TASK DESCRIPTION:
In the material below, substitute "coordinate pair" for every occurrence of "comma-separated pair" and reproduce all of it with nothing else changed. Omit the pictures from your reply.

Coordinate labeling data
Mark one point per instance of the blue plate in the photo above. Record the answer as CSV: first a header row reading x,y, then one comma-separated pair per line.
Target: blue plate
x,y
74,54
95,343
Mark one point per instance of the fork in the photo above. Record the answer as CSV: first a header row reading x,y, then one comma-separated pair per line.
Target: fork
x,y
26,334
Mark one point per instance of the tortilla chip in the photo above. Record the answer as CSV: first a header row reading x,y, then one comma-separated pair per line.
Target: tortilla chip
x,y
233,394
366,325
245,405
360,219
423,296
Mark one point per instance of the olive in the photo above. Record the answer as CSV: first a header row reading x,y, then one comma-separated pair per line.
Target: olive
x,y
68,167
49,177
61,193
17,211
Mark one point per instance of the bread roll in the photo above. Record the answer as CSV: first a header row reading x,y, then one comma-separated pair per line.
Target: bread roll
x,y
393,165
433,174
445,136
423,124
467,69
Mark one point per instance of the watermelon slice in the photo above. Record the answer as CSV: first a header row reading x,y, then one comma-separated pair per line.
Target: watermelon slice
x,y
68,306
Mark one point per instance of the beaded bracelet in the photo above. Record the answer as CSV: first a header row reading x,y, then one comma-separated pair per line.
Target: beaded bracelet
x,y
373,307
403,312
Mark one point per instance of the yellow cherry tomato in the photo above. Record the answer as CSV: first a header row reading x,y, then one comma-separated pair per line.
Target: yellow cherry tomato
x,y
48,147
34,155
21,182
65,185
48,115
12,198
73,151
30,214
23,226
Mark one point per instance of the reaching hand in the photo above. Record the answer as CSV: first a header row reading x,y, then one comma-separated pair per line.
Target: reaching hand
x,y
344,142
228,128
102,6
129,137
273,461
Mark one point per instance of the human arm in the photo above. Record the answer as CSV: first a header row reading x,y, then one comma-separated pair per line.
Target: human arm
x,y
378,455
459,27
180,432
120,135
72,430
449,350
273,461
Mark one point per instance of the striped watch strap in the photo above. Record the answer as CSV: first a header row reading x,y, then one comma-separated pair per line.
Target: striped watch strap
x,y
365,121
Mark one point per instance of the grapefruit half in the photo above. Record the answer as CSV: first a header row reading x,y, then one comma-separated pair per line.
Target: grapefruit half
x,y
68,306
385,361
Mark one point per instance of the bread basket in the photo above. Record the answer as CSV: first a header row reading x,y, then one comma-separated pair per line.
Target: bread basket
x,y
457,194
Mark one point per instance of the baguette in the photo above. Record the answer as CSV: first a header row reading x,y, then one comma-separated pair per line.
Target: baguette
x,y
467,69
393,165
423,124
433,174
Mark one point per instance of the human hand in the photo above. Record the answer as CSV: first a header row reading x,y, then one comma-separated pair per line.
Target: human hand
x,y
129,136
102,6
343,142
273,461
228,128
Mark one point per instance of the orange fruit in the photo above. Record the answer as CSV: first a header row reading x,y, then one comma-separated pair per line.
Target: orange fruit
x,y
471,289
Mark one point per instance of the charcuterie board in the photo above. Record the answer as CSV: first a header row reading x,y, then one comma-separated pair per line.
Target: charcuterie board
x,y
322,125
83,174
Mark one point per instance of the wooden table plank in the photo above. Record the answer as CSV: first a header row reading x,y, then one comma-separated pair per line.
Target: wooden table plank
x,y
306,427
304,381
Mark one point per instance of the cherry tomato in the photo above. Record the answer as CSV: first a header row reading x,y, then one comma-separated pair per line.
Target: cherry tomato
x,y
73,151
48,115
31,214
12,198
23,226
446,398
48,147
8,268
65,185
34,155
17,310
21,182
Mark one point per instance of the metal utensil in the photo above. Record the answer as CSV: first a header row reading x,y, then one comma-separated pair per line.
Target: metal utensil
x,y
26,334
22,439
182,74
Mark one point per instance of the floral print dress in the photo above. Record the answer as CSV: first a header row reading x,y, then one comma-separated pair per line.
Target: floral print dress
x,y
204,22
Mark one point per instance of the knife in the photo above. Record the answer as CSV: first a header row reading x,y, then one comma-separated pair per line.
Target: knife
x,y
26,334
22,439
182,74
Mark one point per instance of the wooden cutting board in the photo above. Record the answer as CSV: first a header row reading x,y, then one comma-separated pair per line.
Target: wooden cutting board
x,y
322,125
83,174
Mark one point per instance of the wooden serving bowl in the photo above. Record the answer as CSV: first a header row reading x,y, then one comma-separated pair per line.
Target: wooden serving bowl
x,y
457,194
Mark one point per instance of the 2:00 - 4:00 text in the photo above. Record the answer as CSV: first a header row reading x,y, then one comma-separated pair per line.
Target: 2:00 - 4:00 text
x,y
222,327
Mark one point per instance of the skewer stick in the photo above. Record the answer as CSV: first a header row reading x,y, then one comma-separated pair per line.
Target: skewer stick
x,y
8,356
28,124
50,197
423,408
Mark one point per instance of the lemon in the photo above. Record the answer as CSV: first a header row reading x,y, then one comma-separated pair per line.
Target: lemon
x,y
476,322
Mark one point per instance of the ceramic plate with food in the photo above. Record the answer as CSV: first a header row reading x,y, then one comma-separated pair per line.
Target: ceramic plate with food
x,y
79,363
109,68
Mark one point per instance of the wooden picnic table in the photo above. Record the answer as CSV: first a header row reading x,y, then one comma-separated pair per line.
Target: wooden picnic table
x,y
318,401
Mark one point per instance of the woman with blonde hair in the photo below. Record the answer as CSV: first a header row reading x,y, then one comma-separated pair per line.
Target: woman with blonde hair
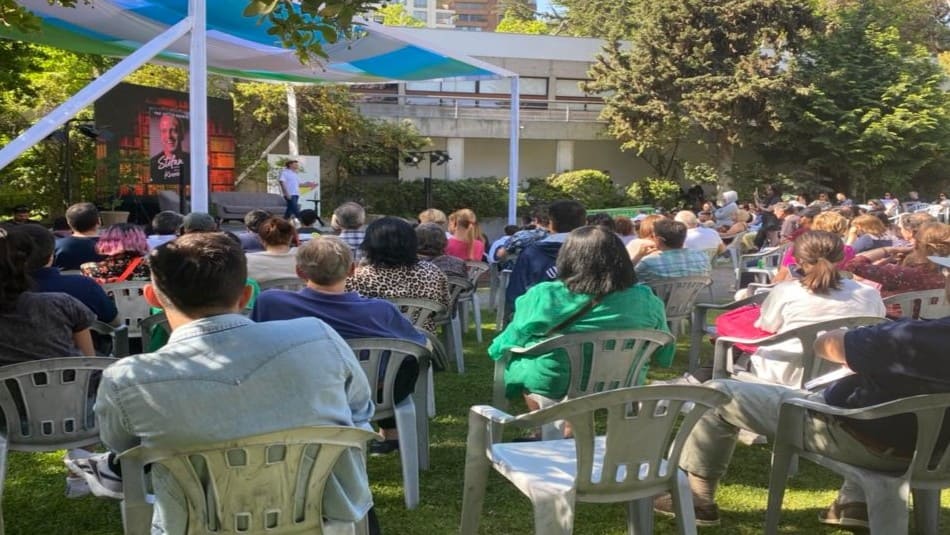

FINAL ANSWER:
Mark one point per instance of the blue plate in the photo above. Record the answer as CSV: first a header row reading x,y, then one coordinate pair per line.
Target: blue plate
x,y
74,54
95,343
Mark one point per instance of the fork in the photo above. Record the answer as CSV: first a header row reading x,y, then one coordinate pair per line.
Target: fork
x,y
26,334
Mark one point per instance of the tortilla chip in the photo above. Record the answer as CSV: first a header row reading x,y, then one coordinate pair per line.
Target: tortilla chip
x,y
233,394
366,325
245,405
360,219
423,296
Mark one point per instance of the olive in the photo above. Record the answer as CSV: first a header row reading x,y, then one coordinate pair per line.
Target: olive
x,y
68,167
49,177
61,193
17,211
Mark one point per instance of the bread roll in the photo above. Record the answer as CSV: first a header row reading x,y, then one coordinate pair per line.
Target: bread roll
x,y
393,165
433,174
445,136
423,124
467,69
Mark one point per instance of the watermelon slice in the photo above. Record the answer as CSV: first a header row reading x,y, then one coordinate pair per line.
Target: watermelon slice
x,y
68,306
Mark one point per instance of the beaded bracelet in the photo above. Record the answer as CSV: first a header row reading x,y, then one coordinate pair per line.
Target: beaded bracelet
x,y
373,307
403,312
Mark one point per instance of the yellow cherry tomato in the photo above. Record the answer as CSV: first a header row reading x,y, then one coordinate pair per line.
Target: yellow cherry tomato
x,y
48,147
34,155
21,182
65,185
48,115
12,198
73,151
30,214
23,226
Mark one point per instance of the reaching hand in the photo above. Record the answer as CSV: first a header row reading x,y, then one coordinate pair per line.
Target: reaching hand
x,y
344,142
228,128
102,6
129,137
273,461
Mark one point per instance of the human arm in the photo above. Record the answer as CSV: first a header row reading x,y, then one coordinate pair per line.
Target: human arm
x,y
378,455
459,27
180,432
120,135
72,430
449,350
273,461
Mark one point per instance of the striped watch strap in the photo above. Record the answer as CSV: first a header row reading x,y, then one coordinate pair per line.
Target: striped watch strap
x,y
365,121
Mark one point per instance of the grapefruit half in the photo above. Record the answer as CSV: first a header row reading x,y, then one coordinate pair per line.
Target: grapefruit half
x,y
68,306
385,361
Mark one point per instance of the bread basket in the photo above. Record the answer as CSV: first a header row reading x,y, then one coordinate pair per line.
Target: bread basket
x,y
457,194
Mark one point per instance of the baguette in the photo above. Record the answer as CSV: first a header row reading x,y, then one coordinate pair per line.
Target: baguette
x,y
467,69
393,165
423,124
433,174
Mark one point per instance of the human hand in the photo above. Record the answer as CSV: first a header row reading x,y, then one coordinate pair per line.
Target: human hand
x,y
129,136
102,6
343,142
273,461
228,128
Mark one point per instance of the orange fruit in the photo above. Record the answer as CSV: first a header row reading x,y, then one coordinate pair per line.
Target: orange fruit
x,y
471,289
Mark one point per instance of the charcuterie board in the photo above. Record the answer as CSV: first a header row reading x,y, then one coordinate pair per line.
Target: charcuterie board
x,y
322,125
83,174
Mark one point per instance of the wooden table plank in the photo above. Record the answer as CSV: first a header row reading x,y, then one coordinate pair per line.
Target: wooden table plank
x,y
306,427
304,381
Mark one point per instance of the cherry tomato in the photo above. Record the answer as CSV: first a header row reading x,y, then one coordinate pair per line.
Target: cherry tomato
x,y
73,151
48,115
31,214
12,198
23,226
446,398
48,147
8,268
65,185
34,155
17,310
21,182
Mark one point per instance of the metal utensil in the photo above. Record the answer as CSV: first a header row reading x,y, then one coordinate pair per line.
Target: metal utensil
x,y
26,334
22,439
182,74
Mark one point per instance of the floral print dress in the photo above. Record the answer as CSV: first a header row reading x,y, then one coordinate pair per line.
Target: floral print dress
x,y
204,22
Mark one point per instance of the knife in the photo above. Record the answer as CSV: first a header row reading x,y, then one coordinate pair per line.
Target: knife
x,y
26,334
22,439
182,74
Mark one point per instance of the wooden cutting board in the photo above. Record the answer as CSV: first a header row reading x,y, then one coordinate pair per line.
Target: wooden cutting board
x,y
322,125
83,174
Mark one point per instance of the wooden serving bowl in the photo above. Record the answer as CSV: first a header row reading x,y, then one coordinate pair per line.
Target: wooden serving bowl
x,y
457,194
Mark one point per instance of the 2:00 - 4:00 text in the photo above. Record the answer as CSV: first a header row reading x,y, then one coordinate pair per line.
Target: 2:00 - 4:00 text
x,y
222,327
Mark one point per instance of the skewer stick in the photo above. Record the answer as CSV: first a header row reading x,y, then one coordinate pair per line.
Target: skewer stick
x,y
8,356
28,124
50,197
423,408
Mark one point per instance of the lemon in the photo above. Record the answer as CSV: first a header row reading x,y, then one coordinate pair per line.
Target: lemon
x,y
476,322
Mark one point per instance of the ceramic plate with food in the photo above. Record the answer as CSV: first a header row reading x,y, then one coordinate pair per line.
Target: ceramic plate with food
x,y
79,363
109,68
Mark one point per instance of the wooden picnic table in the photo above. Record the answer as CSV: first a header row reading x,y, then one coordinate pair per line.
Target: wooden picnic table
x,y
318,401
Mark one point per instance of the woman with blonde hair in the photo below. Record the answer as CSV: first a header row reading x,y, then one coordinate pair per line.
Target: woman with blonde hair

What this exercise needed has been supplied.